TO DO: Start with the line containing "Thank you for the photo above. Could you indicate the stack" and write out each line through the end of the listing, exactly as given.

>> Begin MATERIAL TO PROCESS

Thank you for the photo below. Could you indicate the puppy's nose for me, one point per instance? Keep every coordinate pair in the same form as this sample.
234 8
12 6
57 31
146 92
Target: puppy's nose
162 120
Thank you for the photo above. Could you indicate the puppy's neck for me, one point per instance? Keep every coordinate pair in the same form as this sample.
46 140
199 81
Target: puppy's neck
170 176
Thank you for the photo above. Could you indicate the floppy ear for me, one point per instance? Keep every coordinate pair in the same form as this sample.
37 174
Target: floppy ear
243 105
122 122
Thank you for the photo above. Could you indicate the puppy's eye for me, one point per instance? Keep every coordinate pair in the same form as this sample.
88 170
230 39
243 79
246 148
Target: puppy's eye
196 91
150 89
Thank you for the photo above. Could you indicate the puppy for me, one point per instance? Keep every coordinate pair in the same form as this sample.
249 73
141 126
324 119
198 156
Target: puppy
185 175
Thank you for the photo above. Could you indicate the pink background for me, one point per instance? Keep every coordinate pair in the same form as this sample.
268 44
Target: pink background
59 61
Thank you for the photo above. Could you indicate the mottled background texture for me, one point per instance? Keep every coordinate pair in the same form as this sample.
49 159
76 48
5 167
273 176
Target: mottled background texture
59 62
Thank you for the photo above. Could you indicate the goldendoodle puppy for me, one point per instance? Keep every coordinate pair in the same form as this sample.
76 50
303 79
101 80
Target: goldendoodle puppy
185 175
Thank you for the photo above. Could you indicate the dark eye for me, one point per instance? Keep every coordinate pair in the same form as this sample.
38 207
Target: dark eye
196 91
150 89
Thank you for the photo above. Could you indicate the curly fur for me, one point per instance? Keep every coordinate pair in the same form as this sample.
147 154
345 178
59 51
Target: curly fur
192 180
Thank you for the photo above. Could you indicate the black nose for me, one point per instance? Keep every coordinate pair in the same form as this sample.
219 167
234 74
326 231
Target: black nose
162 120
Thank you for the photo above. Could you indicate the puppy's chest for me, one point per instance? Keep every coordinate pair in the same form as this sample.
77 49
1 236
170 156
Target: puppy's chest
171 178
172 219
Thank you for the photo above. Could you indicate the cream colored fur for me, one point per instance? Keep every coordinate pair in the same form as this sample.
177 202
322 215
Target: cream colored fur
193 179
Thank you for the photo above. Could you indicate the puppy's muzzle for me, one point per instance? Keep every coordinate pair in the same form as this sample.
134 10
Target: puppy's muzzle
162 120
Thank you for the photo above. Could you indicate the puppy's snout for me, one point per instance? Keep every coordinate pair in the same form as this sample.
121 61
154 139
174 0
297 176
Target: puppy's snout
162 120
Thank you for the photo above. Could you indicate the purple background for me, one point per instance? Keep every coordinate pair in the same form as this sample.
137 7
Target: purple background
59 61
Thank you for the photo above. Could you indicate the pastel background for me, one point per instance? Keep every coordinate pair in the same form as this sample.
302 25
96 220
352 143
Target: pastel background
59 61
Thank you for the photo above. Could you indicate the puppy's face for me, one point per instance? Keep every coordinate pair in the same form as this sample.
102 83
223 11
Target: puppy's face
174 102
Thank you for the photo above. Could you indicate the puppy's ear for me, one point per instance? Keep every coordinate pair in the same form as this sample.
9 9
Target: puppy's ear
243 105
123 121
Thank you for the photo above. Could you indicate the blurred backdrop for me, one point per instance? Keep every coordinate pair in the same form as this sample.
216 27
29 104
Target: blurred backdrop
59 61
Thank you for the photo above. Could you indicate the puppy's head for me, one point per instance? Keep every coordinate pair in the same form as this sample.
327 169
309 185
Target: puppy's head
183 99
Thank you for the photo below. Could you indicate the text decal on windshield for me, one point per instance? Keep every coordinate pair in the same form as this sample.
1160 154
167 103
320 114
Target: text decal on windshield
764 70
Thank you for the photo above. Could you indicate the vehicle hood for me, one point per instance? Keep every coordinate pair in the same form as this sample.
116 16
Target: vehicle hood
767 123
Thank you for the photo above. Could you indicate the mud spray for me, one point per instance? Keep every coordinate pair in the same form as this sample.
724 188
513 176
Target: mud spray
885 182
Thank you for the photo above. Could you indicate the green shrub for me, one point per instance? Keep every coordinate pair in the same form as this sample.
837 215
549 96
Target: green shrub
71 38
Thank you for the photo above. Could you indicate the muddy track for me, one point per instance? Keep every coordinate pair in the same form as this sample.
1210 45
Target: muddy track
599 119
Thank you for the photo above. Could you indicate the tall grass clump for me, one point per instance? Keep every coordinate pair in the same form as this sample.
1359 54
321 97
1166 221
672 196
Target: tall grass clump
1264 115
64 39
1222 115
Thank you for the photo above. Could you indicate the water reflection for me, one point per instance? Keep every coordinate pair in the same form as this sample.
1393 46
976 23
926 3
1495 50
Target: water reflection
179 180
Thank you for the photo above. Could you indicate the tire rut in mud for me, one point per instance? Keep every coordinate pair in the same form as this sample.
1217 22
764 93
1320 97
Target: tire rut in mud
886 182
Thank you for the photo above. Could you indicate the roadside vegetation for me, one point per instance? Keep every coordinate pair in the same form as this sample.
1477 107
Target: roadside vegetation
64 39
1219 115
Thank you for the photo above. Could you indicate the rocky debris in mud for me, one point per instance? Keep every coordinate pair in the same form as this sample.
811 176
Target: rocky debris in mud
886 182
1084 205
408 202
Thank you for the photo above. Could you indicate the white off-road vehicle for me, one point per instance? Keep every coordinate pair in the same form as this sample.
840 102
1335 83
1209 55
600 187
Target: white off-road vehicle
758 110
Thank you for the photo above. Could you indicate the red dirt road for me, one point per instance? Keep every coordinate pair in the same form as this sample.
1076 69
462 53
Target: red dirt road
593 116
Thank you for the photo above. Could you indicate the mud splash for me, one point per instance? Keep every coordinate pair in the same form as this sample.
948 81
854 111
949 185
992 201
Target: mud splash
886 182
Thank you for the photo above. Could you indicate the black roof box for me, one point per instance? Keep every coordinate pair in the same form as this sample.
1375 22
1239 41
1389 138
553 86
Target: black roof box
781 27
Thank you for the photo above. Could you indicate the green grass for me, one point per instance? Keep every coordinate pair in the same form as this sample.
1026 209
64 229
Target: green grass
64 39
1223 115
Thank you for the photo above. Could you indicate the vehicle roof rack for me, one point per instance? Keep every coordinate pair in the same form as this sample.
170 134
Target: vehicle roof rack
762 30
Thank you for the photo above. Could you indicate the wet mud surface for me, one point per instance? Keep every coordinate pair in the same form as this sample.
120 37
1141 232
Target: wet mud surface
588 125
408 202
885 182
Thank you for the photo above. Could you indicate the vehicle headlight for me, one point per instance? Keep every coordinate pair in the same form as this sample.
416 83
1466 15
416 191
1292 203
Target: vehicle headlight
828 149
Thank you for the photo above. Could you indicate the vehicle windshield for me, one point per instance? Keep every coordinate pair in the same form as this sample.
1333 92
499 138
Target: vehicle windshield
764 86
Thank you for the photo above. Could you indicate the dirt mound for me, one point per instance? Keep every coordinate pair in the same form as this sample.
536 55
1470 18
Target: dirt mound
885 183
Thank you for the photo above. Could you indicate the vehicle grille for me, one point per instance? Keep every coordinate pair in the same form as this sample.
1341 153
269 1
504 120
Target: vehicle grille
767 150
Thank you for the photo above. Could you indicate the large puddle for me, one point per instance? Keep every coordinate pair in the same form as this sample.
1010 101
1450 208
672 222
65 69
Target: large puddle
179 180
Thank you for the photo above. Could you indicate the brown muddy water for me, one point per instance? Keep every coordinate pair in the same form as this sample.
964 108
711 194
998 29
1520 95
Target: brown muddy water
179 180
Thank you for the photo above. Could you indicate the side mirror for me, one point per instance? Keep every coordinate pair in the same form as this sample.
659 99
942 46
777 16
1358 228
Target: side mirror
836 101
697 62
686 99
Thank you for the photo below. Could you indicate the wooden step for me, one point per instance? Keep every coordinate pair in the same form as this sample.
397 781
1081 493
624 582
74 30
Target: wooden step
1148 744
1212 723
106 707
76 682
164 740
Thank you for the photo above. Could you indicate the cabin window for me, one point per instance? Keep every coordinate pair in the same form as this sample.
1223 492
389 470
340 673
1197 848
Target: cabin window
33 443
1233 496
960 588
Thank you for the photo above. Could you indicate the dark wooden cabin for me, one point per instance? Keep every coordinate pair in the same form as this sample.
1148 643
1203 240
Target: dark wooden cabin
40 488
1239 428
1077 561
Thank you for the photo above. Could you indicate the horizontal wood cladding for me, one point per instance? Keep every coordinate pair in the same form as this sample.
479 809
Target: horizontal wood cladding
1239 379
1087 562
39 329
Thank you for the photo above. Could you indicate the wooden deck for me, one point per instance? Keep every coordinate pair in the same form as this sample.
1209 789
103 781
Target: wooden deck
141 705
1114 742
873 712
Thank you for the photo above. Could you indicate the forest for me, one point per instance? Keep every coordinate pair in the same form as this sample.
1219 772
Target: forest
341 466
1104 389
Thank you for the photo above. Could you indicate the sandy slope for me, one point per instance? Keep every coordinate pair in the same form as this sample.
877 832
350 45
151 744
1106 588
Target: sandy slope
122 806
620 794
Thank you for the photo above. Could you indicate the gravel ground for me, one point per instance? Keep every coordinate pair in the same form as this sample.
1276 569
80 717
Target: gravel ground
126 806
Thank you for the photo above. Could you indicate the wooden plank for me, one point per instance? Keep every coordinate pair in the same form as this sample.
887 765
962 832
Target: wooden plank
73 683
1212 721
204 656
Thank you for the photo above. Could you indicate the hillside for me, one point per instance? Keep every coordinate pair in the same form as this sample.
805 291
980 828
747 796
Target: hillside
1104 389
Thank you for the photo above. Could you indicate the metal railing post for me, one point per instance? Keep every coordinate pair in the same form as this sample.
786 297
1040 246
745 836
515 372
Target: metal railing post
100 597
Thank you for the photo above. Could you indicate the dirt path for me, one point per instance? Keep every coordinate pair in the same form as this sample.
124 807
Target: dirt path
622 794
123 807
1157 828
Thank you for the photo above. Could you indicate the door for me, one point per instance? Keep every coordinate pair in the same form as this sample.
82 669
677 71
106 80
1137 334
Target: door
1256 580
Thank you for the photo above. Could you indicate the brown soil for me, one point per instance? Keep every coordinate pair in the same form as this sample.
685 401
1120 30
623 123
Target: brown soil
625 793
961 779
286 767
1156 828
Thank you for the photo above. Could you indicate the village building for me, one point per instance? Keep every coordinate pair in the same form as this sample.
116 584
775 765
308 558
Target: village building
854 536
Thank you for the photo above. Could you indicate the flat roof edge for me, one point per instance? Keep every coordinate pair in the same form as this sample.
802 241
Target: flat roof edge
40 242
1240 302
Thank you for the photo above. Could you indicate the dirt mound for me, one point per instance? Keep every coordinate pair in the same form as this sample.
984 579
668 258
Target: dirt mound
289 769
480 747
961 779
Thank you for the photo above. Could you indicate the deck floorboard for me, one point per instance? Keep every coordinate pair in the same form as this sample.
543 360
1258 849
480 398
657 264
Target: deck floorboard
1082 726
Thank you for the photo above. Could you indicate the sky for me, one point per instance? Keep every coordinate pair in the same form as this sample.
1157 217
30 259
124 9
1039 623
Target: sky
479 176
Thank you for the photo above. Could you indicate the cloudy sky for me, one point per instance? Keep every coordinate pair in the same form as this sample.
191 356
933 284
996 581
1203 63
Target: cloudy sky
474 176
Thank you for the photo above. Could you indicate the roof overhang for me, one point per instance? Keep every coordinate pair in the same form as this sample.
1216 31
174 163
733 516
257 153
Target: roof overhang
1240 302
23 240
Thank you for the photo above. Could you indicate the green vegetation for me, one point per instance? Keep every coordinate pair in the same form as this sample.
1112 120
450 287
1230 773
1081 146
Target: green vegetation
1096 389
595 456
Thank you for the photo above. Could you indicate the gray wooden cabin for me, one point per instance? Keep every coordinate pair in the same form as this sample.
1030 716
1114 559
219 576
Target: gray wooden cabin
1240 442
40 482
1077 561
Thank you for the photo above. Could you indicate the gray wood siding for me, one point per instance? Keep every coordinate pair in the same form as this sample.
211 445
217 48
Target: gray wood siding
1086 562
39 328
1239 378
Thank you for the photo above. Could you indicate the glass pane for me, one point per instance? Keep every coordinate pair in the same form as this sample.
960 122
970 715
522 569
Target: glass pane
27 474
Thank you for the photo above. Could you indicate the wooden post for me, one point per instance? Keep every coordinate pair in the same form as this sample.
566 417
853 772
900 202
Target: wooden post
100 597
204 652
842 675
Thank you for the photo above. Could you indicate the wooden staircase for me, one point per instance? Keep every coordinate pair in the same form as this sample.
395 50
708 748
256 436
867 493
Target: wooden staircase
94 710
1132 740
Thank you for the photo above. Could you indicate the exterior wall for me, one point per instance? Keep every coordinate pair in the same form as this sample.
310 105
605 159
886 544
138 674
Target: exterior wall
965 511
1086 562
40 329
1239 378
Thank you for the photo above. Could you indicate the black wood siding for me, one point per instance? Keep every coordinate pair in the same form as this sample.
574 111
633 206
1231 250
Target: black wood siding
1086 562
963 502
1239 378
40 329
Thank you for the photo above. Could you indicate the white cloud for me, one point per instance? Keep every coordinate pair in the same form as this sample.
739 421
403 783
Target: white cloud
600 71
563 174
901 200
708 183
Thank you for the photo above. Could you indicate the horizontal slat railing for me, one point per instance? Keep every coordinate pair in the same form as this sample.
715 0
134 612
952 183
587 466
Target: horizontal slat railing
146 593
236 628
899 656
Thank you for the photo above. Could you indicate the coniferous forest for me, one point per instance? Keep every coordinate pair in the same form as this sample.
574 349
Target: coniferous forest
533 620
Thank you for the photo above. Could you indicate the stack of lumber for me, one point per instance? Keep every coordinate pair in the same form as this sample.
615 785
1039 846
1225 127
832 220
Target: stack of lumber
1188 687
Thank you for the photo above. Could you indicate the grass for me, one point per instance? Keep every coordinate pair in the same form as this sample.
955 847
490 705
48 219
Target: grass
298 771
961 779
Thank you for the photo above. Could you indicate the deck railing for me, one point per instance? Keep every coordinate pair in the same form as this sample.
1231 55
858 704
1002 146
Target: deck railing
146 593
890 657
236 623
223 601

>> End MATERIAL TO PROCESS

CORRECT ANSWER:
Thank you for the photo above. Could you indicate the stack of lumber for me, one point per instance? Keep every coordinate pair in the same form as this sample.
615 785
1039 846
1225 127
832 220
Target: stack of lumber
1188 687
Thank you for the photo above. Could you indicate the grass for me, one point per instance? Keep every coordinate pair in the same form as this sample.
955 847
490 705
48 219
Target: grass
298 771
961 779
Thank you for the photo above. Could you indicate the deck railing for me, one point per instance? Keep every coordinate pair in the same form as this sample.
1231 55
858 704
1002 146
Target: deck railing
146 593
890 657
236 623
223 601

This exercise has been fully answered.